PROBLEM: Which of the lines below contain the word "inspect"? Pull out each such line in full, matching case.

RAW DATA:
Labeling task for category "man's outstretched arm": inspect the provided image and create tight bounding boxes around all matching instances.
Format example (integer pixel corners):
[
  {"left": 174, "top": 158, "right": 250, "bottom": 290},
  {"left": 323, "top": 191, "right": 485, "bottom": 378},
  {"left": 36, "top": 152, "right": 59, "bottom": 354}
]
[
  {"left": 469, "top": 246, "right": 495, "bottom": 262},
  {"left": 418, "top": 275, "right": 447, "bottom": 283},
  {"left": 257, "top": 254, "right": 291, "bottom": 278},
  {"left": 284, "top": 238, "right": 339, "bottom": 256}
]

* * *

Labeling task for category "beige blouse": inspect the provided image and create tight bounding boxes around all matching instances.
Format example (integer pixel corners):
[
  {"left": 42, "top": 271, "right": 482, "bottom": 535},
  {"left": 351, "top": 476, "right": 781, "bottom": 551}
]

...

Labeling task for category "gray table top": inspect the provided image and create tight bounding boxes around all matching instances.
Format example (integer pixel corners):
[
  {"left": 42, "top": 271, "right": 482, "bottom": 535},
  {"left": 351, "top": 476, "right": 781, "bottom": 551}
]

SOLUTION FOR THIS EXERCISE:
Labeling task for category "man's outstretched arm": inspect the provided image and create tight bounding boxes around all matching instances.
Labeling task for category "beige blouse": inspect the provided image and create tight bounding boxes around all matching instances.
Labeling task for category "gray table top": inspect the provided image and create tight bounding boxes around all matching instances.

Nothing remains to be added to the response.